═══ Material supplied ═══
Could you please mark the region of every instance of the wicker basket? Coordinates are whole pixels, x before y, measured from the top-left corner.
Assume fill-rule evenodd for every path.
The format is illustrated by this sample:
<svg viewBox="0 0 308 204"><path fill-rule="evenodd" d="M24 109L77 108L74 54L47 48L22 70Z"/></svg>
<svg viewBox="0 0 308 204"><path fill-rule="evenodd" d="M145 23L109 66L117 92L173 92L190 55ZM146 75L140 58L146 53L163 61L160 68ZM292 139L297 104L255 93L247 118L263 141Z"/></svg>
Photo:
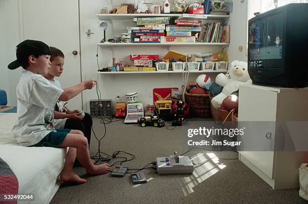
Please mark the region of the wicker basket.
<svg viewBox="0 0 308 204"><path fill-rule="evenodd" d="M238 127L238 113L235 113L235 109L233 109L230 112L219 109L220 114L220 120L222 124L226 128L236 128ZM225 123L226 121L229 123Z"/></svg>
<svg viewBox="0 0 308 204"><path fill-rule="evenodd" d="M189 93L185 90L185 97L194 116L199 118L211 117L209 94Z"/></svg>
<svg viewBox="0 0 308 204"><path fill-rule="evenodd" d="M212 96L209 96L210 102L212 100L212 98L213 98ZM218 123L223 124L225 121L232 121L234 122L235 126L237 126L238 121L238 113L235 113L235 110L233 109L230 112L222 110L220 109L217 109L214 108L213 105L212 105L212 103L211 103L211 111L212 112L212 116L213 116L213 118L214 120L217 122Z"/></svg>

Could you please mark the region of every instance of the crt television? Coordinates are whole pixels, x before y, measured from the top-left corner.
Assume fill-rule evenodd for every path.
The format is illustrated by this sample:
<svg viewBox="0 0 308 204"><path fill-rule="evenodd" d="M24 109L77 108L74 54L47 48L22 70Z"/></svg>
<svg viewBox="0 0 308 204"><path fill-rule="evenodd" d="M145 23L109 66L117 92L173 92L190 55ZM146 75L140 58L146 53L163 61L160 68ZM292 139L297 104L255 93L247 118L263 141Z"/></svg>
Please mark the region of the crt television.
<svg viewBox="0 0 308 204"><path fill-rule="evenodd" d="M290 4L248 22L248 72L255 84L308 82L308 4Z"/></svg>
═══
:: The task ::
Put the lines of the data from the one containing "the crt television?" through the end into a Markdown table with the columns Number and Entry. Give each line its own row and number, and leave out any blank lines.

:: Full answer ::
| Number | Entry |
|---|---|
| 1 | Could you please mark the region of every instance of the crt television? Coordinates are whole pixels, x before y, measured from the top-left corner. |
| 2 | Assume fill-rule evenodd for every path. |
| 3 | The format is illustrated by this sample: |
| 4 | <svg viewBox="0 0 308 204"><path fill-rule="evenodd" d="M24 109L77 108L74 54L47 48L22 70Z"/></svg> |
| 5 | <svg viewBox="0 0 308 204"><path fill-rule="evenodd" d="M145 23L109 66L117 92L173 92L190 55ZM146 75L140 58L146 53L163 61L160 68ZM292 139L297 104L255 93L247 118L263 141Z"/></svg> |
| 6 | Please mark the region of the crt television. |
| 7 | <svg viewBox="0 0 308 204"><path fill-rule="evenodd" d="M290 4L248 22L248 72L255 84L308 82L308 4Z"/></svg> |